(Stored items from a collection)

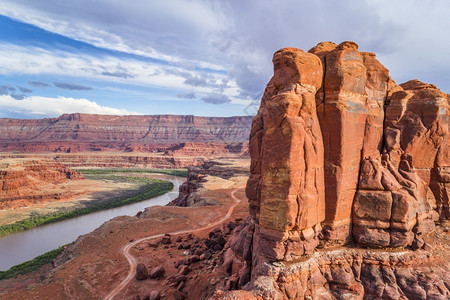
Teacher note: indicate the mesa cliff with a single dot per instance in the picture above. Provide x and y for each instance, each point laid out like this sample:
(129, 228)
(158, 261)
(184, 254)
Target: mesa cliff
(159, 133)
(349, 176)
(30, 181)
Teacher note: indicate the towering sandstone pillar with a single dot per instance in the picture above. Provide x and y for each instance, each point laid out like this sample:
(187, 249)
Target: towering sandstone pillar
(350, 110)
(286, 188)
(340, 153)
(337, 144)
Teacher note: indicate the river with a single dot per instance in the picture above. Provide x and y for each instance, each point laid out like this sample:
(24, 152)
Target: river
(25, 245)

DIRECTIONS -> Rewrite all of the material with every instance of "Teacher note" changed to "Instructor note" and everything else unchanged. Omit the pictures from your answer.

COMPLETE ANSWER ->
Instructor note: indicate the mesa cliff with a single dot per instance in the picture above. Provide x and y for each instance, each point laid out like this sample:
(129, 228)
(158, 261)
(184, 254)
Target: mesa cliff
(159, 133)
(349, 176)
(30, 181)
Instructor note: indicate the towering sandstone pillar with a single dot per instance in the picture above. Provide x and y for each instance, each point laid out like this sample:
(187, 249)
Target: towering sandstone pillar
(350, 110)
(286, 188)
(340, 153)
(337, 144)
Instructor note: indicate the river with a single dot per instance in the picture above. Provide x and y for each instance, each point laid out like this sample:
(24, 152)
Target: river
(25, 245)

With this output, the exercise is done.